• WORK TO BE COMPLETED: Filter the records below, keeping only lines with the string "curly".

• INPUT MATERIAL:
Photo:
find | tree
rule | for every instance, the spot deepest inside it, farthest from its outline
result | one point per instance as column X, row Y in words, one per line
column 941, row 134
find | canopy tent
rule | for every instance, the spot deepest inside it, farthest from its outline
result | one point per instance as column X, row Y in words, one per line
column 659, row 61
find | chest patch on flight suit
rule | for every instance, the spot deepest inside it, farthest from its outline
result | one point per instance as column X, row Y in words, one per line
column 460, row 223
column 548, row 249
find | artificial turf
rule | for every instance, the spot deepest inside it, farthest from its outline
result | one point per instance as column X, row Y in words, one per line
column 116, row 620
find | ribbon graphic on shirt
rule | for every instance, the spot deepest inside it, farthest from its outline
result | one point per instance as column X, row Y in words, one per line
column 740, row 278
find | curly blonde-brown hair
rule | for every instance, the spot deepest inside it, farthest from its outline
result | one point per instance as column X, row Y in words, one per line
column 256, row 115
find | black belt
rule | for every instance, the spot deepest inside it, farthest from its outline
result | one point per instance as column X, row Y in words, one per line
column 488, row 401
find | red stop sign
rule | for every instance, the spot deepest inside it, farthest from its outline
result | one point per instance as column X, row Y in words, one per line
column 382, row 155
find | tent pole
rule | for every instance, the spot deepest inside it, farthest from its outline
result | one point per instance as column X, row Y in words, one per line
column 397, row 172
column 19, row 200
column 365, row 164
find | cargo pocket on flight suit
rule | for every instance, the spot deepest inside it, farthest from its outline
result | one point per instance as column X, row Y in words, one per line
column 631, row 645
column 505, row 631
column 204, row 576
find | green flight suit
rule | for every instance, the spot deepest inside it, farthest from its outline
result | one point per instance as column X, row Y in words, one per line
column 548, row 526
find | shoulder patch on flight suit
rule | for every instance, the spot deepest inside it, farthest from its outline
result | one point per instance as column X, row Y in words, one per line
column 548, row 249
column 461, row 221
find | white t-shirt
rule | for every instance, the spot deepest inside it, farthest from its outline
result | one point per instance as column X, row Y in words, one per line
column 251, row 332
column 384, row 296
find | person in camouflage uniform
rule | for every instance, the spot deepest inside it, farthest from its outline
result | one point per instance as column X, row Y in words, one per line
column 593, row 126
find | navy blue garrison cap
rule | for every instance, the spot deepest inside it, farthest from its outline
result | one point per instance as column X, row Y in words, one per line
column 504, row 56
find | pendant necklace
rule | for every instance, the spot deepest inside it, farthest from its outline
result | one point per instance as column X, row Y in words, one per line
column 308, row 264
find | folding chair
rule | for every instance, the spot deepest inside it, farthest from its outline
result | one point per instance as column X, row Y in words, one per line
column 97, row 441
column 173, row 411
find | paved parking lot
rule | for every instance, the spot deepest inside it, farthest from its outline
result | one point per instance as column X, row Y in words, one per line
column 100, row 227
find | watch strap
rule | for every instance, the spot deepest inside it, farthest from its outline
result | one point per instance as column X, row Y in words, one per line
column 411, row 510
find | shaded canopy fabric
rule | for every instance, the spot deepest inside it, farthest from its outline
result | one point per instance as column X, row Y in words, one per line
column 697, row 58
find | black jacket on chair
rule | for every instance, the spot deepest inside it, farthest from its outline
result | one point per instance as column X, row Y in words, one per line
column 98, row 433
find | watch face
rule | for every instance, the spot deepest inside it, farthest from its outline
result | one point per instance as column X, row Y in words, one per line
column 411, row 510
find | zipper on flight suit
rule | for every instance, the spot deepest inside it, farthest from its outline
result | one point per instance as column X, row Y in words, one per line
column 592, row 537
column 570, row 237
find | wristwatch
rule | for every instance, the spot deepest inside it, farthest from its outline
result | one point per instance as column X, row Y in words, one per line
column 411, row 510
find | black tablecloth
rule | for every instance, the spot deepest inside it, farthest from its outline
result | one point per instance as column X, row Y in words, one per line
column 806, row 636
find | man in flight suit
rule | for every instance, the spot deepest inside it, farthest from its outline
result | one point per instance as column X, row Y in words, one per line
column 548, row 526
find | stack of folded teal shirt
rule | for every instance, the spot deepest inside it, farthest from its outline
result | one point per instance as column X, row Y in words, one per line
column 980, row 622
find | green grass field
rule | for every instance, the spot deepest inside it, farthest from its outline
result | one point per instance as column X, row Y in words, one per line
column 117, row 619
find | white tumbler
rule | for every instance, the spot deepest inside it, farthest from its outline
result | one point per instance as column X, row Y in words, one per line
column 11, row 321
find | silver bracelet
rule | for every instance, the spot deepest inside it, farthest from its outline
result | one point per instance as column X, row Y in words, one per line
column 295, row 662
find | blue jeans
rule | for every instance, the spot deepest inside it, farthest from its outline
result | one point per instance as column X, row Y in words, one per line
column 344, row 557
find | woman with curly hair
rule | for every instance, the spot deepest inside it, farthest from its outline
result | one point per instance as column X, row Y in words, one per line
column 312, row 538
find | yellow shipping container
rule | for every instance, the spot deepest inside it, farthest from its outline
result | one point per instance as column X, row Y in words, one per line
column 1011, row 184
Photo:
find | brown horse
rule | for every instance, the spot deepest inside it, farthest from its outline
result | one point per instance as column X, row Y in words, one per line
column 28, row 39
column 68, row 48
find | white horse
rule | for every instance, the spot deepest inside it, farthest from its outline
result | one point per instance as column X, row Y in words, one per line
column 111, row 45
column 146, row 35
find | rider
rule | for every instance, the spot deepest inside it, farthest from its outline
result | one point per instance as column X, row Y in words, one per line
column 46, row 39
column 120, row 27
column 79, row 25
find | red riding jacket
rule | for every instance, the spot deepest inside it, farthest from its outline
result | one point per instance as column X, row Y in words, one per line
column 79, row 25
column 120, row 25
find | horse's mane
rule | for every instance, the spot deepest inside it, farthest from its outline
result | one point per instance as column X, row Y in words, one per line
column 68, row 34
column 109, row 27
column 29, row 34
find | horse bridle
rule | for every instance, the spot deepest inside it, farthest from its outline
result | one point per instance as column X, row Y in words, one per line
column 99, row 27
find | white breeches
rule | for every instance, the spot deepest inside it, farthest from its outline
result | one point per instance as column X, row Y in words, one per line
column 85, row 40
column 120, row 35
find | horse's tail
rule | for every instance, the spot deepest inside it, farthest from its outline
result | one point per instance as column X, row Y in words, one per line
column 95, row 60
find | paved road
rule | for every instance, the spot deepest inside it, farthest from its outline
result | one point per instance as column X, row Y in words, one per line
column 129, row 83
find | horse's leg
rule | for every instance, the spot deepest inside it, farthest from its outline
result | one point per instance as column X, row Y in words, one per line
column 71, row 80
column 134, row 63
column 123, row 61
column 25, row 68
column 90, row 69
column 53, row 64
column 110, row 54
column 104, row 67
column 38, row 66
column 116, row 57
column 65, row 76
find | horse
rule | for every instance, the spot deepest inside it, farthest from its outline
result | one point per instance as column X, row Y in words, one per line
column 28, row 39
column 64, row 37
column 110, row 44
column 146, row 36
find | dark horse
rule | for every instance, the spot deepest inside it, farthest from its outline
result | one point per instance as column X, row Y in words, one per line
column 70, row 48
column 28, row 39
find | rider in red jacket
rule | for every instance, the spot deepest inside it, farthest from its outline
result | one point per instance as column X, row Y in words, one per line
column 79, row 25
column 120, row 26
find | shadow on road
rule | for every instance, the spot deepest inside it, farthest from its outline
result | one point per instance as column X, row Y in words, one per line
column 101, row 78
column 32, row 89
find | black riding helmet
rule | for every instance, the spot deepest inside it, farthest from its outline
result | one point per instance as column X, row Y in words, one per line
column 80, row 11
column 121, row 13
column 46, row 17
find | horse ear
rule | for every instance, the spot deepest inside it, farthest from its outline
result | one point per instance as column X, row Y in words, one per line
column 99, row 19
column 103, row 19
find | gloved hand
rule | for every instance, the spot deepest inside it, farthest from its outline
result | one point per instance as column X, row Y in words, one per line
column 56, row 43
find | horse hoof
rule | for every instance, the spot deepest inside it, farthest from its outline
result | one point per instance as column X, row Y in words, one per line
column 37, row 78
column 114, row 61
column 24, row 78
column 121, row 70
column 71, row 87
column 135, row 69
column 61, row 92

• SOLUTION FOR THIS PROBLEM:
find | curly blonde-brown hair
find | woman with curly hair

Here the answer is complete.